[Object point labels]
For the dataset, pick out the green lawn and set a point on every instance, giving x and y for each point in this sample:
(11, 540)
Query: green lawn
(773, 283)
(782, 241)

**GOAL OF THE EXERCISE**
Echo the lines above word for word.

**OUTPUT FOR THIS TASK**
For the dataset, pick out the green lawn and set a point on every instance, giving x and y for each point in this sample:
(11, 540)
Query: green lawn
(773, 283)
(782, 241)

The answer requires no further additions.